The difference in the two is pretty basic, Crenshaw said. The corporate models generally show first-run films; the stand-alone, privately owned models show what’s called “second-run” films. For example, the award-winning “Argo,” which left theaters late last year, would be considered a second-run. Independent dine-ins also regularly show foreign films, classic films and documentaries, to go with serving as host for community-wide events like concerts and art showings. Another thing that separates independent theaters like the Pix/Capri is their customers.
Corporate theaters that show strictly first-run films generally cater to traditional movie-goers — teenagers. A lot of independents, which are likely to serve alcoholic beverages, restrict anyone under the age of 18 years.
“So it’s an interesting business model in that they’re purposely not allowing the heavy user,” Prenshaw said. “Nevertheless, you still have a group of heavy users that are older, in that 21 to 32 age range, who will probably be the primary target for this dine-in concept.”
Prenshaw said it was likely that her class’ survey was the first of its kind that was geared specifically toward the Pix/Capri.
“I would think maybe at some point people have thought about refurbishing the Capri for theater space, but certainly to our knowledge, this is the first that is looking at the dine-in concept.”
The surveys’ results were presented in class last Monday night, and will be shared with Watkins and Pharr around semester’s end, Prenshaw said. Otherwise, they will remain confidential. The project is unique as far as market research, Prenshaw said, because the data collection process was done in two weeks, which is “incredibly fast from a market research standpoint. But this is a class, so we have primarily as a goal to learn about what affects consumer behavior. We only had two weeks and it was likely that the majority of the collection would be via social media platforms. So I purposely designed the teams to facilitate the most diverse membership thinking that would allow for diversity in responses.”
The response to the survey exceeded expectations, Prenshaw said. One received over 1,000 responses.
“The Metro Jackson area is definitely engaged in this idea and I think it has a lot of potential.”
Watkins and Pharr hope the surveys’ results will give them an idea of how much demand exists for the Pix/Capri and exactly what kind of amenities their customer base will want the most.
Pharr, a Millsaps alumnus, approached the college with the idea.
“I just had in mind when Jason invited me to join this group that this would be a good idea to ask for their help,” he said. “I also had a hunch that it would be a project that would appeal to that kind of student. I can’t imagine a more fun concept to work on as a project.”
Processing the results will take a few months, Watkins said. Then he and Pharr can finalize a lot of the theater’s details. Other than short briefings, they know little about what the results will be.
Beginning renovation work on the 10,0000 square-foot building is at least a year away, Watkins said.
For now, Pharr has his law office in a small corner of the building. He moved it there last November.
“I’m anxious to evict myself,” he said. “I love being here but I’m ready to get going with the renovations.”

+ + + +

Set problem 1:
Can you print the passage from the Pix/Capri article, beginning at the words "Pharr, a Millsaps" and stopping after the words "there last November."?
Set problem 2:
According to the Pix/Capri article, when did Pharr move his law office into the building?
Set problem 3:
Which kinds of films does the Pix/Capri article say stand-alone or independent theaters show? List every one.

(Source data)
+ + + +

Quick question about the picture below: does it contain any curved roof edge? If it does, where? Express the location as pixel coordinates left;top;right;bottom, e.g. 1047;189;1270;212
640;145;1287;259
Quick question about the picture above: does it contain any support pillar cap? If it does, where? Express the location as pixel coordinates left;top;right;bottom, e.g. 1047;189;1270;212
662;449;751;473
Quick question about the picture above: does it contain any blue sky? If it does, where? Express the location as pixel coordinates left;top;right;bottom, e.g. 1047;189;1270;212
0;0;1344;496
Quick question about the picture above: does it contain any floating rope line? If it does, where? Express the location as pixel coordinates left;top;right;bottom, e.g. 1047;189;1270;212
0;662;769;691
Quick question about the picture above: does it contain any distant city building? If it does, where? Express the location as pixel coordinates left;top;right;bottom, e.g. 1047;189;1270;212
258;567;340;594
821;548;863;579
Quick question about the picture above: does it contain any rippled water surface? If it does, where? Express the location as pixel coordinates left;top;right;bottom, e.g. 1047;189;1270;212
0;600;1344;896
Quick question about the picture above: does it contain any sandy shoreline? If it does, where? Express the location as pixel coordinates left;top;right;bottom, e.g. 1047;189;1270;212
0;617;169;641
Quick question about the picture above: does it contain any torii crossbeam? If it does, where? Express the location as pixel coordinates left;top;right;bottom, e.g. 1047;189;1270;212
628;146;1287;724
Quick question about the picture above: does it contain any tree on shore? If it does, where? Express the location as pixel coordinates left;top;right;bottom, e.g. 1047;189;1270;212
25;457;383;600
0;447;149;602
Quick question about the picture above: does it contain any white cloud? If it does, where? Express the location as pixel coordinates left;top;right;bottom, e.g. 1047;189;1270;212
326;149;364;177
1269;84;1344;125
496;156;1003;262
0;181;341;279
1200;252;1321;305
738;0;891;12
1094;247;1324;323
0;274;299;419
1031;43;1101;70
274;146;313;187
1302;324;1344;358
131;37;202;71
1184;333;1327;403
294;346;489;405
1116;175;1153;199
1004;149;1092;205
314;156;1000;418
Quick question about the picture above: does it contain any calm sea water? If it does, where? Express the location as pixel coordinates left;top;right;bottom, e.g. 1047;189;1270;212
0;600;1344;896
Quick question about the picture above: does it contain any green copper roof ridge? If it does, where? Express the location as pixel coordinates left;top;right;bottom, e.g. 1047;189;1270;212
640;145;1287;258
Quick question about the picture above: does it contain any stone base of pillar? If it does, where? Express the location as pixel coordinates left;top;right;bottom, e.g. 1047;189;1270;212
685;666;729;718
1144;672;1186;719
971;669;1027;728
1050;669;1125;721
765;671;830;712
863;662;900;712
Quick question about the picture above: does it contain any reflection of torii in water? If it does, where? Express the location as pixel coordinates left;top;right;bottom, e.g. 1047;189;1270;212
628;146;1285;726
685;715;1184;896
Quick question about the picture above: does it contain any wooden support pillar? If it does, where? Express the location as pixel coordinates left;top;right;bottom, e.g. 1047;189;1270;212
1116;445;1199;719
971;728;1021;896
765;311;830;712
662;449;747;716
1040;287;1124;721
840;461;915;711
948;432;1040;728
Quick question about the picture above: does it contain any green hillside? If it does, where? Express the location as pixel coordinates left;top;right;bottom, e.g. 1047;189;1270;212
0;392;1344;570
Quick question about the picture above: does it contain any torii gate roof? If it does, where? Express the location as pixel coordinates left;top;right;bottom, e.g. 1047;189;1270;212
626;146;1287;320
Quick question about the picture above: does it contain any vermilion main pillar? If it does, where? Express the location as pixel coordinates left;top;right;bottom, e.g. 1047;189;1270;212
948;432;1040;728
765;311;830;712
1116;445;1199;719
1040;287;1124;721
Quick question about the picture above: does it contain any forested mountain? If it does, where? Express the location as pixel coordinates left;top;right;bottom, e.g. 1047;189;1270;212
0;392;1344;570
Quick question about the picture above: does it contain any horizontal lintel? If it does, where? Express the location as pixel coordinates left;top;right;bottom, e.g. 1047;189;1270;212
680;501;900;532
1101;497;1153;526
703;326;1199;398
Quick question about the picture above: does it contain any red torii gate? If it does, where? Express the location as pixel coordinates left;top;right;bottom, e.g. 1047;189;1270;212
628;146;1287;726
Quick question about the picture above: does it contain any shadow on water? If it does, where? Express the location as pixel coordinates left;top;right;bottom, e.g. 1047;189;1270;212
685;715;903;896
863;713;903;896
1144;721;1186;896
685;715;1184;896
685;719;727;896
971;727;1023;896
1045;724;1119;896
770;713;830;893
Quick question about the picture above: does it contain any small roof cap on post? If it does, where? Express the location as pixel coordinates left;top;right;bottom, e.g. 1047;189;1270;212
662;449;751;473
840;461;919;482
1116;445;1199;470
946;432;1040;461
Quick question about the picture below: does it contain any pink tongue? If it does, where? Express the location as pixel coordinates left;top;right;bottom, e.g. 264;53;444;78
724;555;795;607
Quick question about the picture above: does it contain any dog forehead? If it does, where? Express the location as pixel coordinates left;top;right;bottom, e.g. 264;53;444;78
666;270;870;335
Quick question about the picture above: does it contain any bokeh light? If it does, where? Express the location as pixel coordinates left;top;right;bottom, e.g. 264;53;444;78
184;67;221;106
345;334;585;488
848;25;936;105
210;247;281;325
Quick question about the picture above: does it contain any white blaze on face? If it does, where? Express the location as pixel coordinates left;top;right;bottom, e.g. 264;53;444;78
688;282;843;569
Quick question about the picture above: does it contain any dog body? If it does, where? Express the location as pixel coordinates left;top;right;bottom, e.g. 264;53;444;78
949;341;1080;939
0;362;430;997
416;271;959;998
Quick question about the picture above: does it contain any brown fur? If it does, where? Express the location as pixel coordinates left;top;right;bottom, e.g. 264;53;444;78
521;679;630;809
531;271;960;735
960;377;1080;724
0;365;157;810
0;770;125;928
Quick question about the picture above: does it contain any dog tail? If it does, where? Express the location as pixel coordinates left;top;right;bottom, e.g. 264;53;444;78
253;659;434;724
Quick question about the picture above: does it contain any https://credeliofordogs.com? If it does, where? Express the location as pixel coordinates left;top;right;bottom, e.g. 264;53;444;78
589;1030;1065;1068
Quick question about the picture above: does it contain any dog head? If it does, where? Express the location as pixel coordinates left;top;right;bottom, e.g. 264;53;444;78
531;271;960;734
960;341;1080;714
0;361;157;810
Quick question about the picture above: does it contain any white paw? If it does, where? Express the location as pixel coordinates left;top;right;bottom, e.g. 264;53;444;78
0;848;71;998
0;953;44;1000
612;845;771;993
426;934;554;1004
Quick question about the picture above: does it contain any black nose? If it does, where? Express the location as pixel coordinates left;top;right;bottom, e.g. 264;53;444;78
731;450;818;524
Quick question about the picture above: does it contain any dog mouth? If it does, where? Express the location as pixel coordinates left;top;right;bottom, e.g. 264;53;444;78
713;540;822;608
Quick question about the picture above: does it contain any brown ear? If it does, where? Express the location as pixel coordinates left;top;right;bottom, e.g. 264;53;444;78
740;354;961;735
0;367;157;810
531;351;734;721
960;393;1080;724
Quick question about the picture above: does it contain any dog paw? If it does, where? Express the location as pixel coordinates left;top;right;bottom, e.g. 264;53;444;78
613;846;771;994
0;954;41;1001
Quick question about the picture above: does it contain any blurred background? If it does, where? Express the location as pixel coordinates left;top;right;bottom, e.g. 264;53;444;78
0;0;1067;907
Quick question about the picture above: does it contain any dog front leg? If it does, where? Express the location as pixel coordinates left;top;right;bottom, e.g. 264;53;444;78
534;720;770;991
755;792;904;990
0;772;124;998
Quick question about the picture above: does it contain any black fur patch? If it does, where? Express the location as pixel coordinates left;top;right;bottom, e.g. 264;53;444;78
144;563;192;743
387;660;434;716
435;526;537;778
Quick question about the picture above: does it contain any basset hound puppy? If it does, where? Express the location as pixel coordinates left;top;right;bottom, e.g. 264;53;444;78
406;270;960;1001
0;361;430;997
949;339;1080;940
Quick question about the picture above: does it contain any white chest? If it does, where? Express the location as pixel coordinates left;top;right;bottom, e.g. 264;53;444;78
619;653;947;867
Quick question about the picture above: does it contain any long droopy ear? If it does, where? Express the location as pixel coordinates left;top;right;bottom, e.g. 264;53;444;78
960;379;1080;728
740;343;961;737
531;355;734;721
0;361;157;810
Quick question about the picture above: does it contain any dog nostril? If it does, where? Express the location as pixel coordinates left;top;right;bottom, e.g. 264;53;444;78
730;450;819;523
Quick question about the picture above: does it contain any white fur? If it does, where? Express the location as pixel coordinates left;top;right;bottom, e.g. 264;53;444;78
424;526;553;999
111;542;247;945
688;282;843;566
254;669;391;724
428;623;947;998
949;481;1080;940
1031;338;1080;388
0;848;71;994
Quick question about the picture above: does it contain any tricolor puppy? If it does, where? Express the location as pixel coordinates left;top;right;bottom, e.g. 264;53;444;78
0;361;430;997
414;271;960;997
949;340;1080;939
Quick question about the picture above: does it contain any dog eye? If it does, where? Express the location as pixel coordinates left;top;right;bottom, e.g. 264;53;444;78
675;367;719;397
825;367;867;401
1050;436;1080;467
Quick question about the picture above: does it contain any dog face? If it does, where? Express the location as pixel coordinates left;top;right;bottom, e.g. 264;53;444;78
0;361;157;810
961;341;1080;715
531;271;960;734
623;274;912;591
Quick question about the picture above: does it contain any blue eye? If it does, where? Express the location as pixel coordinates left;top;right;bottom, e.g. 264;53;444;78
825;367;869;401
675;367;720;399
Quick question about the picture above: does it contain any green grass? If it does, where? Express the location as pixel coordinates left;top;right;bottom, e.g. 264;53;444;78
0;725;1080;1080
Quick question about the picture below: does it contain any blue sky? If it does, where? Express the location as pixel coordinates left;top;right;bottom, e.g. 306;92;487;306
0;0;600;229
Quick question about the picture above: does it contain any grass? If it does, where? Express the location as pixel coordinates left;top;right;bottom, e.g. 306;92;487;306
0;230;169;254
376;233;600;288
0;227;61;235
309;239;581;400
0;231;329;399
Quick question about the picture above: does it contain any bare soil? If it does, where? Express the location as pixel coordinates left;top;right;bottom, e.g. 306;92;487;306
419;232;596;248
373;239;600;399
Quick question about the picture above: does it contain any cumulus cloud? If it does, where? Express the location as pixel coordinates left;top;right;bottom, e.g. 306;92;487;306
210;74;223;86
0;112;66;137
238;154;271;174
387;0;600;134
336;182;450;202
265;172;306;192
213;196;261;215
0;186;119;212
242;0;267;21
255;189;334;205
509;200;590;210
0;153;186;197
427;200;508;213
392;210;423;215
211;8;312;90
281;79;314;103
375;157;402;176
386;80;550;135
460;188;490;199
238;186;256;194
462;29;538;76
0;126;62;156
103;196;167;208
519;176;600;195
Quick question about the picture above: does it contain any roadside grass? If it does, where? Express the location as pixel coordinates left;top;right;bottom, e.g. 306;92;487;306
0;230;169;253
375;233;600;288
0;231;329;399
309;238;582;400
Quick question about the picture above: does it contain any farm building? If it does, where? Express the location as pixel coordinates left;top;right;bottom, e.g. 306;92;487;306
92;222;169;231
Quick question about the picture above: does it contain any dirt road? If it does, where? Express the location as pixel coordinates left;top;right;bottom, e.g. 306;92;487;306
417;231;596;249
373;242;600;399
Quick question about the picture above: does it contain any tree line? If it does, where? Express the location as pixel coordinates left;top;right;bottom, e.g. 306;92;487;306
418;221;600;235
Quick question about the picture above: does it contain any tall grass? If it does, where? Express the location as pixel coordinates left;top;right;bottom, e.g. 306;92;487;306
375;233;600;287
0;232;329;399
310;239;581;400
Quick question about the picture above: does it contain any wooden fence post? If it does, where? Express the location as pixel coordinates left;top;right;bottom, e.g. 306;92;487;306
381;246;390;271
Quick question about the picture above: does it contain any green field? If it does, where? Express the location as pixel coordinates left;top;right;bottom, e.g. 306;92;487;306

+ + + +

Finished answer 1:
Pharr, a Millsaps alumnus, approached the college with the idea.
“I just had in mind when Jason invited me to join this group that this would be a good idea to ask for their help,” he said. “I also had a hunch that it would be a project that would appeal to that kind of student. I can’t imagine a more fun concept to work on as a project.”
Processing the results will take a few months, Watkins said. Then he and Pharr can finalize a lot of the theater’s details. Other than short briefings, they know little about what the results will be.
Beginning renovation work on the 10,0000 square-foot building is at least a year away, Watkins said.
For now, Pharr has his law office in a small corner of the building. He moved it there last November.

Finished answer 2:
Last November.

Finished answer 3:
- Second-run films
- Foreign films
- Classic films
- Documentaries